[Position identification records]:
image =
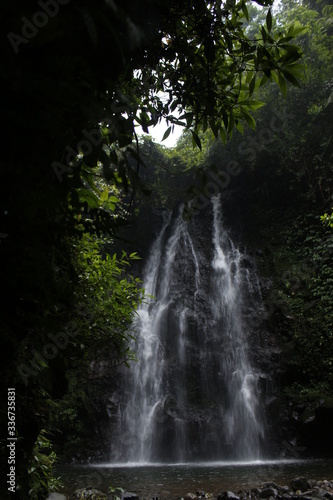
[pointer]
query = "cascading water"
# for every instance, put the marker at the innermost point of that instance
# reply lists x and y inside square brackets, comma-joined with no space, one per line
[192,394]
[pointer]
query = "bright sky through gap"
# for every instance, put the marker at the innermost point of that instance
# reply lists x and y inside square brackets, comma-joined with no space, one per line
[157,133]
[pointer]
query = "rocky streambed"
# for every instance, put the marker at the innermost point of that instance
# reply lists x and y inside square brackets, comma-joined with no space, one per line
[299,488]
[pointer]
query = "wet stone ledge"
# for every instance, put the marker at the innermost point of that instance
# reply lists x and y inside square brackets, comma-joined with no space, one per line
[299,488]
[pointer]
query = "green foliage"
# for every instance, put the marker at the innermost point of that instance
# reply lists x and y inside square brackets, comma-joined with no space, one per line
[42,469]
[106,296]
[327,219]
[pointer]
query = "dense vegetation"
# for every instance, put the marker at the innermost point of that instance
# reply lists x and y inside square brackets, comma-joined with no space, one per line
[76,80]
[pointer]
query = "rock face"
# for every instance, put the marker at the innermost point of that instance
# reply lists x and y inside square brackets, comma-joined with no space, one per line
[292,430]
[204,396]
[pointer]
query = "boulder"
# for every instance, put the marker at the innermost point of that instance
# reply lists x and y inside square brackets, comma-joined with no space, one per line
[90,493]
[299,483]
[268,492]
[127,495]
[227,495]
[56,496]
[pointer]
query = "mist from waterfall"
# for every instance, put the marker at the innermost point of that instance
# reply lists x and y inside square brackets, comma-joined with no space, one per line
[193,392]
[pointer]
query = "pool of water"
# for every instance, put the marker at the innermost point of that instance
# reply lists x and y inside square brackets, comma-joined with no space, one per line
[171,481]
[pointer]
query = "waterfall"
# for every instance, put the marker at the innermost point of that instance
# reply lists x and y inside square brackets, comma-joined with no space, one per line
[192,394]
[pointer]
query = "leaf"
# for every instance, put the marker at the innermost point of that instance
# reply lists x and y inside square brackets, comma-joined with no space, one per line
[269,20]
[245,11]
[290,77]
[166,133]
[282,84]
[239,127]
[89,197]
[249,120]
[105,195]
[196,139]
[252,104]
[252,85]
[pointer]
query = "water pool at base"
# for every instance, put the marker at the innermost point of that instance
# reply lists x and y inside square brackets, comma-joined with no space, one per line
[171,481]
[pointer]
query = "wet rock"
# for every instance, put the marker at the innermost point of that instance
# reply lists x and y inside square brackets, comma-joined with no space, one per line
[90,493]
[227,495]
[268,492]
[299,483]
[56,496]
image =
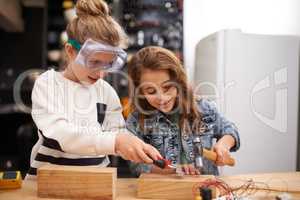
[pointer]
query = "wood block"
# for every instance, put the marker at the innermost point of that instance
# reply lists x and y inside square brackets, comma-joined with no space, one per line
[77,182]
[158,186]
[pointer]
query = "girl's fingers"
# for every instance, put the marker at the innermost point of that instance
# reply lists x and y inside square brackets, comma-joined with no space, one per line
[152,152]
[185,169]
[192,169]
[144,157]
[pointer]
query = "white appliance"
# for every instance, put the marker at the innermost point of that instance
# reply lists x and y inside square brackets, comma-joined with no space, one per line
[254,80]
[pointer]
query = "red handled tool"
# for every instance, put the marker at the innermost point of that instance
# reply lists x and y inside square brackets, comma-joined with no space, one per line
[164,164]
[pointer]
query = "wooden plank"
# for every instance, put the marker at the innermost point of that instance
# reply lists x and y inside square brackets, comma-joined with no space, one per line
[158,186]
[76,182]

[YOUR OBJECTIVE]: Copy all the lines of data exactly as they appear, dropping any images.

[THE COMPLETED TASK]:
image =
[pointer]
query = "cascading water"
# for every instance, put the marker at the innermost point of that instance
# reply lists x and y inside square brackets, comma-joined with no space, one per line
[192,394]
[pointer]
query = "bright sky through gap"
# for every instance, put the marker at the innermost point of that instance
# reply lists x and y inside square brackets, comma-joined with no space, one per line
[157,133]
[pointer]
query = "rocky streambed"
# for every instance, put the marker at the innermost point of that instance
# reply lists x and y inside square brackets, comma-joined with no space, one per line
[299,488]
[pointer]
query = "wet stone ledge"
# for every instance, put the marker at the innermost point of that instance
# reply lists x and y inside square brackets, comma-joined with no space, one per line
[299,488]
[pointer]
query = "green foliage"
# for every instance, put the marker at the innermost point of that instance
# reply lists x and y inside square brackets, comma-joined with no space, one per line
[42,469]
[106,296]
[327,219]
[pointer]
query = "dense vegetation"
# for every instance, put the marker at the innermost point of that instance
# reply lists x and y inside square brackets, comma-joined with no space, one per line
[76,80]
[pointer]
query = "rock face"
# for every instance, put the marker at the innermost point of that instance
# reply lists x and y inside square brackets, comma-joined with no space, one per line
[292,430]
[204,396]
[pointer]
query = "boulder"
# for every instance, put the marker at the innermost point of that instance
# reply lists x and y inside square brackets, comma-joined with no space, one per line
[90,493]
[299,483]
[268,492]
[127,495]
[227,495]
[56,496]
[pointer]
query = "mist from waterfall"
# for every instance, put the marker at the innermost point of that instance
# reply lists x and y inside square brackets, comma-joined with no space, one per line
[193,392]
[pointer]
query = "pool of water"
# for every instance, put the marker at the innermost point of that instance
# reply lists x and y inside square brackets, comma-joined with no space, one per line
[171,481]
[pointer]
query = "waterfall"
# for every instance, put the marker at the innermost point of that instance
# reply lists x and y inside square brackets, comma-joined with no space, one per line
[192,394]
[pointer]
query = "leaf"
# for every instance, put the marker at the innermost point of that instance
# reply lists x and y inside square brackets, comma-joined with no space, one per line
[269,20]
[245,11]
[290,77]
[166,133]
[282,84]
[239,127]
[89,197]
[249,120]
[105,195]
[196,139]
[252,104]
[252,85]
[pointer]
query = "water pool at base"
# for every instance, put the marker at the innermost point of that instance
# reply lists x and y inside square brackets, comma-joined with no space, one per line
[171,481]
[pointer]
query = "wet rock"
# for every instance, put the marker at the innermost point of that instance
# reply lists x and y inside square brackets, comma-joined with no space, one per line
[90,493]
[227,495]
[268,492]
[299,483]
[56,496]
image =
[pointer]
query = "wood block"
# for every instance, put the marker at the innermost point of that instance
# reply lists x and y inside square brackets, comma-joined with no space, one per line
[77,182]
[158,186]
[pointer]
query = "girl's fingers"
# for every instance, put the marker at the innermost point of that instance
# reply lists x and y inside square brackets, comma-joined with no space, one per line
[152,152]
[185,169]
[192,169]
[144,157]
[pointer]
query = "white appliance"
# for every instance, put the marker at the innermost point of that instance
# reply lists x and y inside square brackets, comma-joined with no space, one per line
[254,80]
[pointer]
query = "red handled tool"
# for every instance, put the marker at the innermost point of that instance
# reply lists x and y inside square brackets, comma-joined with no space, one per line
[164,164]
[pointer]
query = "wooden plank"
# for every instance, put the marker at the innermost point of that instance
# reply lists x and y inside square brackets, comma-joined with no space, one per line
[158,186]
[76,182]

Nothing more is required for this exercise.